Exercices
a – D'après l'extrait sur les éleveurs bovins, combien de vaches allaitantes ont disparu entre 2017 et 2019 ?
b – Reprenez l'extrait sur les éleveurs de bovins à viande et poursuivez-le après sa dernière phrase.

Extrait

------------------------

«Le métier est beau, on travaille dehors mais ça ne suffit plus quand le prix payé au producteur n’en finit plus de baisser, alors que les charges continuent de progresser. » Au récent congrès de la Fédération nationale bovine, de nombreux représentants d’éleveurs ont exprimé le désarroi de leurs troupes. Une détresse illustrée par des chiffres en berne : en 2019, le revenu courant des éleveurs de race à viande s’est établi à 15 000 € par UTH (- 16 % par rapport à 2018). Le constat est sans appel : « Sans les aides PAC, 87 % des exploitations allaitantes auraient un revenu négatif. Avec moins d’offres et des débouchés toujours présents, rien ne justifie la baisse des prix payés à l’amont, à part une logique destructrice de valeur au sein de la filière. »
1 500 élevages de moins chaque année
Malgré de forts gains de productivité, beaucoup jettent l’éponge. La décapitalisation s’accélère, avec 156 000 vaches allaitantes en moins entre 2017 et 2019. Le nombre d’élevages chute. De 800 par an entre 2007 et 2016, la baisse annuelle (1) est passée à 1 500 depuis trois ans (l’effet Gaec n’expliquant pas tout).

------------------------

(Données de pointage de régions)
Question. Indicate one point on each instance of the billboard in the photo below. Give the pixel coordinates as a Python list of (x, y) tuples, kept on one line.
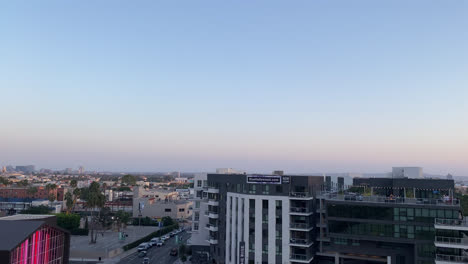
[(263, 179)]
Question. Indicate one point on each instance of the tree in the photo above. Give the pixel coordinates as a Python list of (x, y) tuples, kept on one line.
[(50, 188), (122, 218), (73, 183), (69, 201), (124, 189), (41, 209), (68, 221), (52, 197), (94, 200), (76, 196), (167, 221), (129, 180), (32, 191), (4, 181), (23, 183)]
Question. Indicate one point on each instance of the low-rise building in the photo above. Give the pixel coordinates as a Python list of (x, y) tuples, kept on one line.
[(33, 239)]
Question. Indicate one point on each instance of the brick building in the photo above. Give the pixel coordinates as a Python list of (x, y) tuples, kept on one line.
[(24, 193)]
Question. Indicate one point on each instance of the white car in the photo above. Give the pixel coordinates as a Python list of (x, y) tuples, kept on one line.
[(143, 246)]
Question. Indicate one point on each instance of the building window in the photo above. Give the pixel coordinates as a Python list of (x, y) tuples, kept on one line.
[(278, 250), (279, 188), (252, 189)]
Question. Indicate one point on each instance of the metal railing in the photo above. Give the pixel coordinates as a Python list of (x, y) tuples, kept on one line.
[(388, 199), (300, 225), (299, 257), (451, 240), (452, 222), (300, 210), (300, 194), (452, 258), (300, 241)]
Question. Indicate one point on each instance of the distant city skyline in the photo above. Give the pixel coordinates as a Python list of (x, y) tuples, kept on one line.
[(307, 86)]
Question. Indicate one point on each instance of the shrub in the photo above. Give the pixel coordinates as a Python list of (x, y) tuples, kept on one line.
[(79, 232), (147, 238), (68, 221)]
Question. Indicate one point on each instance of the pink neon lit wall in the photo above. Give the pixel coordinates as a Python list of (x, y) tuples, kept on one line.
[(45, 246)]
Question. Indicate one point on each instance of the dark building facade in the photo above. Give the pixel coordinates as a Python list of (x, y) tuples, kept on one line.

------------------------

Corrigé
a – 156 000 vaches allaitantes.

b –
Alors que les accords de libre-échange se multiplient, que le Brexit laisse planer la menace de 250 000 t d’exportation de bœuf irlandais supplémentaires dans l’UE, l’interprofession parie sur une montée en gamme. La stratégie actée dans la foulée des Égalim, est ambitieuse : commercialiser, d’ici fin 2022, 40 % de l’offre de viande bovine sous Label rouge (1,7 % aujourd’hui).
L’espoir de valoriser des crédits carbone
La contribution environnementale de l’élevage pourrait aussi, à terme, être valorisée. C’est le but de France Carbon Agri, structure créée par les organismes de l’élevage de ruminants (FNPL, FNB, FNO, FNEC). Elle doit aider les éleveurs à vendre des crédits carbone identifiés sur la base d’un diagnostic et d’un plan d’actions à cinq ans. Celui-ci est fondé sur l’outil Cap2R, d’Idele. Il détermine les tonnes de CO2 non émises grâce à l’optimisation des pratiques (fertilisation, vêlage à deux ans, etc.). Cette partie peut être monnayée. Le paiement n’intervenant qu’au terme du plan d’actions (cinq ans).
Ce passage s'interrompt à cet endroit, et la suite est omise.